Segment Start: DATASET RECORDS
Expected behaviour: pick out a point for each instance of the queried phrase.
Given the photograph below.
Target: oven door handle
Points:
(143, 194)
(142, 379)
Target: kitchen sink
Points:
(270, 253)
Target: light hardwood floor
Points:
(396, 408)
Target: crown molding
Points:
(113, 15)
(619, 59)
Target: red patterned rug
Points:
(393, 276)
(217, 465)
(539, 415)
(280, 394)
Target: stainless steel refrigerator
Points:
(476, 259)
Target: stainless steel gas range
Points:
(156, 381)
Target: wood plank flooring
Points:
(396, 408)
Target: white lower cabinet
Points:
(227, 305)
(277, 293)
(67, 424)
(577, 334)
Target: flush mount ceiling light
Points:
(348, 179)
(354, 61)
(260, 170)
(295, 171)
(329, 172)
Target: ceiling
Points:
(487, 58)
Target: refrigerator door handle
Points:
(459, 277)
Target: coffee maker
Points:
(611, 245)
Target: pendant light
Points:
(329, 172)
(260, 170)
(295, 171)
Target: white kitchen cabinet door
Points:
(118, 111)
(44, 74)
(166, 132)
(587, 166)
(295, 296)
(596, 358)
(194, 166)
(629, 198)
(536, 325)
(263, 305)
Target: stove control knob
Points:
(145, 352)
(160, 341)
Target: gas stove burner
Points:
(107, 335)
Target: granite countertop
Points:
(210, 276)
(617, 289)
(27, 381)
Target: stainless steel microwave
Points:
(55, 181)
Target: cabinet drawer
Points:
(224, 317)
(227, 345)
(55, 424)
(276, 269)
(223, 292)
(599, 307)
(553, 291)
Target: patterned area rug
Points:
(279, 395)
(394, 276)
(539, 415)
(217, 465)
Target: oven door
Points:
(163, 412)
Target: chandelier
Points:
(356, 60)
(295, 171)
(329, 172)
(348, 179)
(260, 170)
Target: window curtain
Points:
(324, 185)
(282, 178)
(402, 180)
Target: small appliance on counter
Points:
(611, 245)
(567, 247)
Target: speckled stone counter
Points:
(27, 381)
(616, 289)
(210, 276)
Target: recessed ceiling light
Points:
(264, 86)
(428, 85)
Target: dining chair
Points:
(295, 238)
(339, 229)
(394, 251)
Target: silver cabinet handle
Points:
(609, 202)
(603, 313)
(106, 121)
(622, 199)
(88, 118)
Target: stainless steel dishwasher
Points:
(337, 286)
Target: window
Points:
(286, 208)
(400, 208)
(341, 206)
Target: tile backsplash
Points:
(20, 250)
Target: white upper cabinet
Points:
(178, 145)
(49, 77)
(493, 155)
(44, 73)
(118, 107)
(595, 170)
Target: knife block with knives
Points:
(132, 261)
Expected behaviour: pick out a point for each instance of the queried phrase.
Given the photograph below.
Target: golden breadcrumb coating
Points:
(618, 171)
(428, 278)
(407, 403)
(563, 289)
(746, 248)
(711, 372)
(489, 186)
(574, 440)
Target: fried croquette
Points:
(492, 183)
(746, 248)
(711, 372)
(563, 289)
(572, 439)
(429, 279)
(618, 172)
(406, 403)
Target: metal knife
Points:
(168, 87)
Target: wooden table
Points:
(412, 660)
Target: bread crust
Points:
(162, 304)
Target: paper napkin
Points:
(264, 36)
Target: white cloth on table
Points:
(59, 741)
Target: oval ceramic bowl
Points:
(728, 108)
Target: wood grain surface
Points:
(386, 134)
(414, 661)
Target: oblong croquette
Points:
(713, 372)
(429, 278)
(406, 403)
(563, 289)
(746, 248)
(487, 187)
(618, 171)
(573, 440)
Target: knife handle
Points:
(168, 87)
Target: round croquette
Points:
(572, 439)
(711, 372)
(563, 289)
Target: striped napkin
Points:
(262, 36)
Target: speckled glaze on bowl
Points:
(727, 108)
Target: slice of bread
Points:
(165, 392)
Segment End: DATASET RECORDS
▶ INSTRUCTIONS TO FOLLOW
Say only how many lines in the records carry the word "speckled".

▶ ANSWER TO THE PROBLEM
2